===== TEXT PROVIDED =====

While not the first zombie movies ever made, the original "zombie trilogy" by George A. Romero is by far the most influential set of movies of the genre in all of movie history. They popularized zombie movies, and they set all the major "rules" of zombies. And on top of that, they are really good movies.

Perhaps the best characteristic of these movies is the extreme realism they depict. Of course I'm not talking about the very existence itself of zombies in the movies' universe, but everything else. The only "supernatural" thing depicted in the movies is that the bodies of dead people, for an unknown reason, get reanimated. The bodies are still dead, they just move and have some minimal brain functions. Everything else follows very physically plausible laws, such as:

  • The bodies decompose over time due to natural processes, because there's little to no immune system fighting the micro-organisms that consume dead meat. This can be clearly seen as the trilogy progresses (with the zombies in the first movie being only slightly decomposed, and by the third one they are in a very advanced state of decomposition.)
  • The zombies move and act like a human would act when their brain capacity is been greatly diminished. Only some basic instincts are left. The zombies do not gain any special superhuman powers from having been reanimated (other than their bodies keeping moving even after a massive amount of damage or decomposition.)

=====

**WHAT TO PRODUCE**
Copy out the whole passage on George A. Romero's zombie trilogy word for word.

===== RECORDED INFORMATION =====

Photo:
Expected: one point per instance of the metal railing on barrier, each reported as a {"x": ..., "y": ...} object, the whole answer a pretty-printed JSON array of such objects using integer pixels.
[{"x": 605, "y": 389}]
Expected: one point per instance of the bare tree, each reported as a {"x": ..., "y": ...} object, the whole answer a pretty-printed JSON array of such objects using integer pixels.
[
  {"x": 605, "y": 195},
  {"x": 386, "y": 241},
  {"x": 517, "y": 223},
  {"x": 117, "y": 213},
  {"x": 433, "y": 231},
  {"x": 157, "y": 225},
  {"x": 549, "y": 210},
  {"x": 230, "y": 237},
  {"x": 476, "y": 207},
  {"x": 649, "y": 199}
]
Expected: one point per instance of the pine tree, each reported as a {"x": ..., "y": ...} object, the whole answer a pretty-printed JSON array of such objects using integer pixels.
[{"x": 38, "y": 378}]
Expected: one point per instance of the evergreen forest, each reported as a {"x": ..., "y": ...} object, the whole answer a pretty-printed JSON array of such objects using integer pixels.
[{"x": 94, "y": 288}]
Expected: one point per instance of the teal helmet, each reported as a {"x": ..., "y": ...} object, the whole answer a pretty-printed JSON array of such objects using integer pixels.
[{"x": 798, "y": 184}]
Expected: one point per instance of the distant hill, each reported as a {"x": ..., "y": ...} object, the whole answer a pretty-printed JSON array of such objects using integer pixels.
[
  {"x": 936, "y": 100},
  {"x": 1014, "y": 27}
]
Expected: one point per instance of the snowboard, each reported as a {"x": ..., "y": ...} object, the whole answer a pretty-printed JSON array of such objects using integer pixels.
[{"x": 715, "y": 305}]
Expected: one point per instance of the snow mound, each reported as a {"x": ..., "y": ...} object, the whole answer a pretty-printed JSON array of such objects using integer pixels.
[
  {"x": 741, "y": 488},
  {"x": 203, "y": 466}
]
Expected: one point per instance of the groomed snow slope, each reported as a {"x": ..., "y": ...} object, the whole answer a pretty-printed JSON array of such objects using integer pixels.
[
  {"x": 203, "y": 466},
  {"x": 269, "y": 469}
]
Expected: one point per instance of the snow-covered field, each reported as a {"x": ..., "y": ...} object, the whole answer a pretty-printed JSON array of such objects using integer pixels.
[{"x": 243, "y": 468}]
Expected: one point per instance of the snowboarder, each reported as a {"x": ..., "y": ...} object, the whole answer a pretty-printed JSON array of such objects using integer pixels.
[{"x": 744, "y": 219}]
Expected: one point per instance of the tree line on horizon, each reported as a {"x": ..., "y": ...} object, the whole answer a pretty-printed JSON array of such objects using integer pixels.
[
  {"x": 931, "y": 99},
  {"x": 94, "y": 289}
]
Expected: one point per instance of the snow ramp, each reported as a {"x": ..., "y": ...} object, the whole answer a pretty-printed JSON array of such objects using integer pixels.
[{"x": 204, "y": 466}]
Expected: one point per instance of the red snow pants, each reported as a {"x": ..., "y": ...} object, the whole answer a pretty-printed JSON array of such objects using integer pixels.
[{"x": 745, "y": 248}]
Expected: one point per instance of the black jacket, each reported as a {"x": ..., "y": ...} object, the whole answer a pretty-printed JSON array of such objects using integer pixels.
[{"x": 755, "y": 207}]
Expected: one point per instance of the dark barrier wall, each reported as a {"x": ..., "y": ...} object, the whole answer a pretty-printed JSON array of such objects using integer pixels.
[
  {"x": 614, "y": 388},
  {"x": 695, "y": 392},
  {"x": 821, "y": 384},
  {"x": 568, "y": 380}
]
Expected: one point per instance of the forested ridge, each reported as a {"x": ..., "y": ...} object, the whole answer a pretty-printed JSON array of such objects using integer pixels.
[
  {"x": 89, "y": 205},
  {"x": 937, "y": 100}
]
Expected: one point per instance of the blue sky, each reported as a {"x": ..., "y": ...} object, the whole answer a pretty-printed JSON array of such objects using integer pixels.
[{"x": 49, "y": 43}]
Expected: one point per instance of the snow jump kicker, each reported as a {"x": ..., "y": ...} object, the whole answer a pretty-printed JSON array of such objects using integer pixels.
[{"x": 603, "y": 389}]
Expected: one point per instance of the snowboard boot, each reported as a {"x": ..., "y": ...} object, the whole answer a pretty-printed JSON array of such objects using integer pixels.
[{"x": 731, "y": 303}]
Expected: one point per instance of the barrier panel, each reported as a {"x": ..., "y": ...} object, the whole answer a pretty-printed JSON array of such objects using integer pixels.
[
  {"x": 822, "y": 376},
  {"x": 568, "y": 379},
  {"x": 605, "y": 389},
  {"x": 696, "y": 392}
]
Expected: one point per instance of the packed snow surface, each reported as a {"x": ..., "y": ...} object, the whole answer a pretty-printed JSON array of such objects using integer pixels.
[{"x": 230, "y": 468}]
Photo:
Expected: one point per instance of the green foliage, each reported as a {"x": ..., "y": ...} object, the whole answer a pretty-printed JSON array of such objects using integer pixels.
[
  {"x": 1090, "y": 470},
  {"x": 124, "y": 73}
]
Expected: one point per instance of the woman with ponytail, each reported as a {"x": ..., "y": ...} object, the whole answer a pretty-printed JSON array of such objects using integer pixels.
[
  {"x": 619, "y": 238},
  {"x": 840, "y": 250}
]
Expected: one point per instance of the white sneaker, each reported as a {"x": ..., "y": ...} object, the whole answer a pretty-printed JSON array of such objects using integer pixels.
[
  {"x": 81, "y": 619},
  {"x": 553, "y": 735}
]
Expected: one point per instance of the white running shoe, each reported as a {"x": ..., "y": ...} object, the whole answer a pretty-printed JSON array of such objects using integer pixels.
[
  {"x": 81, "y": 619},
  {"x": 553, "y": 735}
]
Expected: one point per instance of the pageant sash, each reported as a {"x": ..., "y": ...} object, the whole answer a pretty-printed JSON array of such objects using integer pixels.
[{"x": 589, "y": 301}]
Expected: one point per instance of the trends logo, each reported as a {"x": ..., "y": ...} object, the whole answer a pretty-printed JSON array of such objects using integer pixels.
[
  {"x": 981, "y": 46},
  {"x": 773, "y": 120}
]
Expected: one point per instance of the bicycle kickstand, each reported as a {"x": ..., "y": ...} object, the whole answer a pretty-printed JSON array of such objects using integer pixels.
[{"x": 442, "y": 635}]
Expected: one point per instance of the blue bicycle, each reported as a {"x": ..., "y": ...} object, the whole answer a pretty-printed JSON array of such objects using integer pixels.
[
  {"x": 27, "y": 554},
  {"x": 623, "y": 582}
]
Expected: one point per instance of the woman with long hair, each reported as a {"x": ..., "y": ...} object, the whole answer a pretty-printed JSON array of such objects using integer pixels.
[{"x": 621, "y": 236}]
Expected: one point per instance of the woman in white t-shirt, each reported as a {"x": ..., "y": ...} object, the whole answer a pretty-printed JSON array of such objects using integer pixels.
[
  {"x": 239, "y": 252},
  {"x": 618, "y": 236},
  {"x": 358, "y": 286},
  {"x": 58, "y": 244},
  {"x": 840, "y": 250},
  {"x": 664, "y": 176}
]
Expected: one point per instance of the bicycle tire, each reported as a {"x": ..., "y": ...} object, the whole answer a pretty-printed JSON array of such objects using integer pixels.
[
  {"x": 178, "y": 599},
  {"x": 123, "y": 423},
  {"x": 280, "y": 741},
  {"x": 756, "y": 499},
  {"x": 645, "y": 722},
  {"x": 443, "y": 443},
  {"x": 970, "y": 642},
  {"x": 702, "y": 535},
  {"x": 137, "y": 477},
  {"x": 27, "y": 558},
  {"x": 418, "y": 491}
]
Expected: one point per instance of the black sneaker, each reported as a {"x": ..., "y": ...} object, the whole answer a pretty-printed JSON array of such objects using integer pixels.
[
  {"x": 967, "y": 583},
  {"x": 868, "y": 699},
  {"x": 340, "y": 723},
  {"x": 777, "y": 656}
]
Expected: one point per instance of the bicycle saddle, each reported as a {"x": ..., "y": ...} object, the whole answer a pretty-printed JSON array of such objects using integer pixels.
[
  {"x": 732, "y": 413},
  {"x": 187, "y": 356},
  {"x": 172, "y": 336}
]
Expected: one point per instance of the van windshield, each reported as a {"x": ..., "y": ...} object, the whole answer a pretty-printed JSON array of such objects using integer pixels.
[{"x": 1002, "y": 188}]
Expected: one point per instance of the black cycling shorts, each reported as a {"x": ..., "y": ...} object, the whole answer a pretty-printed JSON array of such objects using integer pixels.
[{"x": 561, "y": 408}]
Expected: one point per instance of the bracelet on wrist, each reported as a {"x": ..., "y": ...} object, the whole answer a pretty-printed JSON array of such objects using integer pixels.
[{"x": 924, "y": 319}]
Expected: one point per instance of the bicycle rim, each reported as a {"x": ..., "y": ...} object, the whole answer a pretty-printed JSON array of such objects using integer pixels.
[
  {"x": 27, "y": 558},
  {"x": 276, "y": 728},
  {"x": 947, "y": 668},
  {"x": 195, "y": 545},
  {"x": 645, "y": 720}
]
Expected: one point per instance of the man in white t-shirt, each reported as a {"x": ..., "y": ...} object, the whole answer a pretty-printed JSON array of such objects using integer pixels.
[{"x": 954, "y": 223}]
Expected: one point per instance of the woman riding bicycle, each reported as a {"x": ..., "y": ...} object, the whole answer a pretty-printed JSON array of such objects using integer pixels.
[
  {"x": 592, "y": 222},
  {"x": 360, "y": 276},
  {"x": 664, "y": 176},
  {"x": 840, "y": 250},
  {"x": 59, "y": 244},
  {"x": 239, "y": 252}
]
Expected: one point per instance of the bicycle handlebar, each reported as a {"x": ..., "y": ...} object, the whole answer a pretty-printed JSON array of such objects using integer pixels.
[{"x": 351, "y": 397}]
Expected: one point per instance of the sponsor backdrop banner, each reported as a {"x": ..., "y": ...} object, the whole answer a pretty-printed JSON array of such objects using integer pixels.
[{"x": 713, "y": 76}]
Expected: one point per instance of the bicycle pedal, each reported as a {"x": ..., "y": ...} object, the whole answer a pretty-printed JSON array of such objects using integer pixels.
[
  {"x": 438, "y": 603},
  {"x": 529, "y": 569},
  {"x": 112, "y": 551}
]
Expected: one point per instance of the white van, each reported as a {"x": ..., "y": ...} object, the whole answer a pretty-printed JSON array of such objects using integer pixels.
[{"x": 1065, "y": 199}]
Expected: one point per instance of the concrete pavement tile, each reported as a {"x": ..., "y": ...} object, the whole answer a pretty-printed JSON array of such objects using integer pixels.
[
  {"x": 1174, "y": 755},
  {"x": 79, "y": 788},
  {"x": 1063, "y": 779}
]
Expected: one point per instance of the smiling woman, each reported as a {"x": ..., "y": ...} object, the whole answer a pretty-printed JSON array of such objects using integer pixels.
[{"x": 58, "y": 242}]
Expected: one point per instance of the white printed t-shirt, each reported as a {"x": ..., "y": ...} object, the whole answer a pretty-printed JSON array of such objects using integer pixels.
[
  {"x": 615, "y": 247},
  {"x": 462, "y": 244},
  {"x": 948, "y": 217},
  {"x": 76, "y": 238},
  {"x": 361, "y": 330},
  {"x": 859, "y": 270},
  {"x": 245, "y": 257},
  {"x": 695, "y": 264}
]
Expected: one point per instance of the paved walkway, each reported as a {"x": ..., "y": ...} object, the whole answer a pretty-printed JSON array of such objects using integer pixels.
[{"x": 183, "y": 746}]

=====

**RESULT**
While not the first zombie movies ever made, the original "zombie trilogy" by George A. Romero is by far the most influential set of movies of the genre in all of movie history. They popularized zombie movies, and they set all the major "rules" of zombies. And on top of that, they are really good movies.

Perhaps the best characteristic of these movies is the extreme realism they depict. Of course I'm not talking about the very existence itself of zombies in the movies' universe, but everything else. The only "supernatural" thing depicted in the movies is that the bodies of dead people, for an unknown reason, get reanimated. The bodies are still dead, they just move and have some minimal brain functions. Everything else follows very physically plausible laws, such as:

  • The bodies decompose over time due to natural processes, because there's little to no immune system fighting the micro-organisms that consume dead meat. This can be clearly seen as the trilogy progresses (with the zombies in the first movie being only slightly decomposed, and by the third one they are in a very advanced state of decomposition.)
  • The zombies move and act like a human would act when their brain capacity is been greatly diminished. Only some basic instincts are left. The zombies do not gain any special superhuman powers from having been reanimated (other than their bodies keeping moving even after a massive amount of damage or decomposition.)